___ Kaynak Metin ___
EDEBİYAT
Dağıstan Edebiyatına Kısa Bir Bakış
Bu sesleri, bu şarkıları kim verdi bize? Bu duyguları kim öğretti dağlılara? Kartallar ve atlar, kılıçlar ve otlar, beşikler, dört Koysu ırmağı, Hazar’ın dalgaları, Mahmud’un sevgilisi Meryem, tüm Dağıstan Tarihi, bütün dillerimiz, Dağıstan tümüyle bu duygularda özümlenmiştir.
EbuTalib’e birgün sormuşlar:
-Dağıstan’da kaç ozan vardır?
-Üç, dört milyon vardır...
-Nasıl olur? Dağıstan’ın nüfusu bir milyon?
-Her insanın içinde üç, dört ozan vardır. Ama herkes, her zaman şarkı söylemez. Ve herkes bu durumunu bilmez.
-Yine de en iyi ozanlarınız kimler?
-En iyiden de iyi olan her zaman bulunur. Ama yine de bir kişiyi söyleyebilirim.
-Kim?
-Dağıstanlı ana. Aslında dağlıların topu topu üç şarkıları vardır.
-Hangileri onlar?
-Ilki, dağlı ananın oğlunun beşiği başında söylediği şarkılardır.
-Ikincisi?
-Ikincisi, oğlunu yitiren dağlı ananın söylediği şarkılardır.
-Ya üçüncüsü?
-Üçüncüsü de, bütün geri kalan şarkılardır.
Ana ... yeşerenin ve solanın, doğanın ve ölenin, gelenin ve gidenin, belki yantutan, ama yine de doğrusözlü kalan tanığı. Beşik sallayan, kollarında çocuğunu tutan, kendisinden sonsuzcasına ayrılan oğlunu kucaklayan ana.
İşte güzellik, işte gerçek, işte onur.
RESUL HAMZAT/BENIM DAĞISTANIM
Dünya haritasına baktığımızda, Hazar denizinin batı kıyısında, Kafkaslar’ın doğu ucunda küçük bir ülkedir Dağıstan.
Ülke topraklarının çoğunluğu iç kesimlerde dağlık, kuzeyde ve sahil kesiminde ovalıktır. Çetin coğrafi koşullar, ülke içinde farklı kültürel renkleri ve yaşam tarzlarını dayatsa da, bu kültürlerin genel olarak barış içinde ve yanyana yaşamalarını beraberinde getirmiştir.
50.300km2.’lik yüzölçümü ve yaklaşık 2.5 milyona yakın nüfusuyla bu minik ülkede, 7’si yazı diline sahip 20’nin üzerinde halk yaşamaktadır. Rus, Çeçen, Azeri vb. azınlık dillerini bir yana koyarsak, bu diller nüfuslarına göre sırasıyla şunlardır:Avar(Mağharul), Dargi(Tsadah), Kumuk, Lezgi(Khural), Lak(Gazikumuh), Tabasaran, Nogay’dır. Bu 7 dili konuşan halkların hepsinin ayrı kendi ulusal tiyatroları bulunmaktadır.
___ Kayıtlı Satırlar ___
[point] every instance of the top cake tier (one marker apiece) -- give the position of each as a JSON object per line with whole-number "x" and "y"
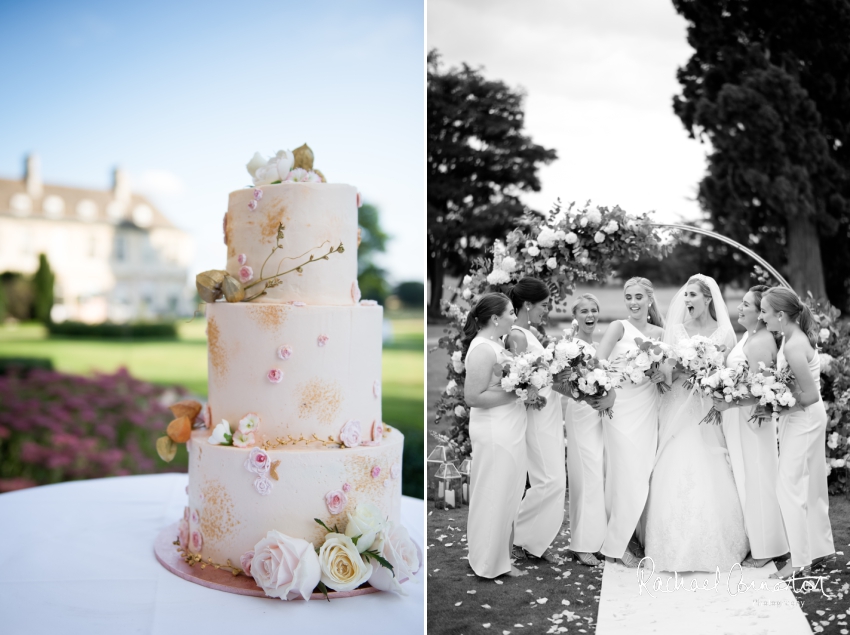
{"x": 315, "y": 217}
___
___ Kayıtlı Satırlar ___
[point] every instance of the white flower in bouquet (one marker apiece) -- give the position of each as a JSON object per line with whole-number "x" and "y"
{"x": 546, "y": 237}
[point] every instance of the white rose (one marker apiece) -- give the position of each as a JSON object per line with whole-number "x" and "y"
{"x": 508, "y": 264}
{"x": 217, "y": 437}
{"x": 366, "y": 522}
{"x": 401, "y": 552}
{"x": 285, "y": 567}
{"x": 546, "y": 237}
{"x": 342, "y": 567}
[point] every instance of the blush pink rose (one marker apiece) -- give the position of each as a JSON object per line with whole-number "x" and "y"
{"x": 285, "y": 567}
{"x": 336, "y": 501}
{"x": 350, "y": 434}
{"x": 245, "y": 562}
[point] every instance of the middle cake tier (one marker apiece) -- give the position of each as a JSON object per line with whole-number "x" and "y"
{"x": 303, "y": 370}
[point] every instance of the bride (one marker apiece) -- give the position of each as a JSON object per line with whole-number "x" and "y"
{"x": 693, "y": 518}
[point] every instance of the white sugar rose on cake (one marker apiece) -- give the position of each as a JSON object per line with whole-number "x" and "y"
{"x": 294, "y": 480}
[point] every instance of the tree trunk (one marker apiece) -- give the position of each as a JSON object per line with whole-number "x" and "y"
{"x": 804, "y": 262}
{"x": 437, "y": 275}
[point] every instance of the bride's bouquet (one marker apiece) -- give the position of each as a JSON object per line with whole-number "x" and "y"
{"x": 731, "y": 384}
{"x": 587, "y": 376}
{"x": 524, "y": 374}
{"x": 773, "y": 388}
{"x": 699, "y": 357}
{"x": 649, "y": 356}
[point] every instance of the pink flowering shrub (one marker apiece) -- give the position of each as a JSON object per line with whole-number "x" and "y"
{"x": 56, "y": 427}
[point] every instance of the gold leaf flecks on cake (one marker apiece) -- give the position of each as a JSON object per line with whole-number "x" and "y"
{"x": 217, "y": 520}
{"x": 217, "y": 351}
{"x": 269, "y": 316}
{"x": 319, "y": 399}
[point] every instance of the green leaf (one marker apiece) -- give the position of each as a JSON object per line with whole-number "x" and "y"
___
___ Kayıtlı Satırlar ___
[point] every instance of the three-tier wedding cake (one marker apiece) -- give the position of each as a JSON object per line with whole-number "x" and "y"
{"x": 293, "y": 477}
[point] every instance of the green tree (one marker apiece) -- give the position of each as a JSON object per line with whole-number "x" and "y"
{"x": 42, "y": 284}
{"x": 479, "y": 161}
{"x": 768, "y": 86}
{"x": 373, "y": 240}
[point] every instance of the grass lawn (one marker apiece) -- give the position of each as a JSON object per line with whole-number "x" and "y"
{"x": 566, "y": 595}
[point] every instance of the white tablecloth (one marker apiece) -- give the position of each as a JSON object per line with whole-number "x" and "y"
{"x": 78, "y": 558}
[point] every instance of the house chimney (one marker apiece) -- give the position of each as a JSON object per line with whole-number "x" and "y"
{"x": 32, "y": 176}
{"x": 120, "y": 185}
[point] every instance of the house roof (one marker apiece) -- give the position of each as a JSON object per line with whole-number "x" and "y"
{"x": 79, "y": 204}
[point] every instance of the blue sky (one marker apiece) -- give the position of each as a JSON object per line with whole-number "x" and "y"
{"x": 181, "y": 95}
___
→ **Görev Metni**:
Dağıstan edebiyatı üzerine kaynak metinde EbuTalib, nüfusu bir milyon olan Dağıstan'da üç, dört milyon ozan bulunmasını nasıl açıklamaktadır? Cevabınızı bir ila üç cümleyle veriniz.

→ **Tam Çözüm**:
EbuTalib'e göre her insanın içinde üç, dört ozan bulunduğundan ozan sayısı nüfusu aşmaktadır. Ancak herkes her zaman şarkı söylemez ve herkes bu durumunu bilmez.